* **Document passage**
● ● ● ● ● ● ●

Reputation: 113
I'm trying to pass sound directly from a numpy array created by Coqui TTS to pyaudio to play, but failing miserably.
from TTS.api import TTS
from subprocess import call
import pyaudio
# Running a multi-speaker and multi-lingual model
# List available 🐸TTS models and choose the first one
model_name = TTS.list_models()[0]
# Init TTS
tts = TTS(model_name)
# Run TTS
text="King Charles III. King of the United Kingdom and 14 other Commonwealth realms. Prince Charles acceded to the throne on September 8 2022 upon the death of his mother, Queen Elizabeth II. He was the longest-serving heir apparent in British history and was the oldest person to assume the throne, doing so at the age of 73."
# ❗ Since this model is multi-speaker and multi-lingual, we must set the target speaker and the language
speaker=tts.speakers[0]
print(speaker)
language=tts.languages[0]
print(language)
# Text to speech with a numpy output
data = tts.tts(text, speaker=speaker, language=language)
print(data)
# Text to speech to a file
#tts.tts_to_file(text=text, speaker=speaker, file_path="output.wav")
#call(['aplay', 'output.wav'])
FORMAT = pyaudio.paInt16
CHANNELS = 2
RATE = 16000
play=pyaudio.PyAudio()
stream_play=play.open(format=FORMAT,
channels=CHANNELS,
rate=RATE,
output=True
)
stream_play.write(data)
stream_play.stop_stream()
stream_play.close()
play.terminate()
I have commented out the version where I record the sound to a wav file, and then play the wav file, and that works well.
However, I would like to pass the result directly to pyaudio to play rather than writing a wav file each time.

● ● ● ● ● ● ●

* **Exercise requirements**
Continue the forum post about playing Coqui TTS output through pyaudio, starting right after its last sentence.

* **Dataset records**
● ● ● ● ● ● ●

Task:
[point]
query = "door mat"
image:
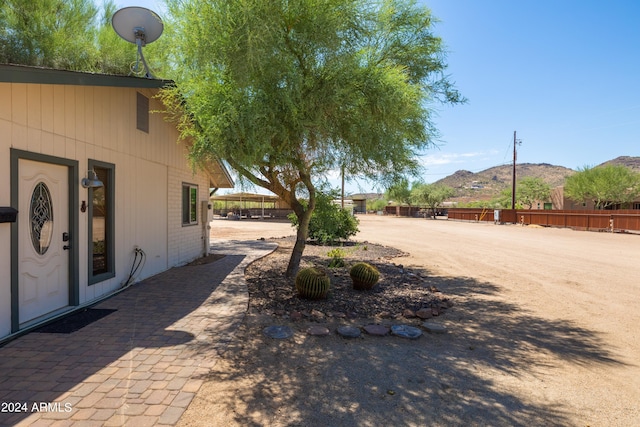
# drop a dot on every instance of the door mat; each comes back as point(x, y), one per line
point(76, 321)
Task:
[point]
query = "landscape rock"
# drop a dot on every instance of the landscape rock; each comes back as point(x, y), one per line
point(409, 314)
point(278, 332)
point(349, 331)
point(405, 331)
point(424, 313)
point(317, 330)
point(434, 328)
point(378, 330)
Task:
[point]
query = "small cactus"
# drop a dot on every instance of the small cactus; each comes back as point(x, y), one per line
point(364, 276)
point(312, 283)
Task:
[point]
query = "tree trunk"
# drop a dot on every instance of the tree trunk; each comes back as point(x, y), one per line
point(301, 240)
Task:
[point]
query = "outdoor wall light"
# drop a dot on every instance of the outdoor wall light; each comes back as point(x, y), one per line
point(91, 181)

● ● ● ● ● ● ●

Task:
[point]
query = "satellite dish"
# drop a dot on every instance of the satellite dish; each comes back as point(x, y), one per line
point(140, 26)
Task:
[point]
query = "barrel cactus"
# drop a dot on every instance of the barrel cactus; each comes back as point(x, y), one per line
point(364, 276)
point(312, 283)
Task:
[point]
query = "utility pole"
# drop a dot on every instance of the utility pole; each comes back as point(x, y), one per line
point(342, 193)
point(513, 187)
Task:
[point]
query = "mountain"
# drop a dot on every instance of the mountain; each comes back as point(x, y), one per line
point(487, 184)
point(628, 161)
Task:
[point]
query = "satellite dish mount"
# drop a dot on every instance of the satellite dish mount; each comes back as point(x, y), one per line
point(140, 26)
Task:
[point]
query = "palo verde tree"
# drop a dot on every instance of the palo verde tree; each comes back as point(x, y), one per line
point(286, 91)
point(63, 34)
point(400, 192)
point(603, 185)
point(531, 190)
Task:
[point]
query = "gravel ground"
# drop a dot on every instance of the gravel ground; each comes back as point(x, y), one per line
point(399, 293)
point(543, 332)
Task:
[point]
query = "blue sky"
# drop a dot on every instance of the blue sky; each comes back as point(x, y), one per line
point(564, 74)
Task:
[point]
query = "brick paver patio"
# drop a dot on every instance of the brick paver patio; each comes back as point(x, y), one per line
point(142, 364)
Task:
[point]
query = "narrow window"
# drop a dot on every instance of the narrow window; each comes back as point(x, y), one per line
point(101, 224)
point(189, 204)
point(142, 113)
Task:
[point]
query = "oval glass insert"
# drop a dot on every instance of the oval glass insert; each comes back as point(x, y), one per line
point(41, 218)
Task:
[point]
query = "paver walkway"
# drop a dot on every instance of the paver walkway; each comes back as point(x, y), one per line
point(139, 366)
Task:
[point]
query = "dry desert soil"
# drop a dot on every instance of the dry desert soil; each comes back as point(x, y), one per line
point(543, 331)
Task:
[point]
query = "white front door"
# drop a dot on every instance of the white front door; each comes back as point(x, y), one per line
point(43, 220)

● ● ● ● ● ● ●

* **Output below**
I understand that TTS creates a numpy array, but I don't know how to convert that to sound.
I don't understand the settings that pyaudio needs to read the array correctly either. I've been trying with trial and error, but no luck. And now I'm trying to understand the mechanics, but it's beyond my ken.
Any help or pointers would be much appreciated.
Rupert
Upvotes: 1
Views: 1643
Reputation: 755
I got this working with SoundDevice, which you may want to switch to.
...
import os
os.environ['KMP_DUPLICATE_LIB_OK']='True' # to avoid duplicate clash on OpenMP package (may not be required, I haven't tidied up previous attempts)
import sounddevice as sd
...
wav = tts.tts(text, speaker, language)
sd.play(wav, samplerate=22050)
status = sd.wait() # Wait until file is done playing
I got the sample rate by trial and error. It's different for each model, afaict.
Note: I had some install conflicts setting it up, but changing numpy to v.1.23.0 fixed them, you may have to do the same.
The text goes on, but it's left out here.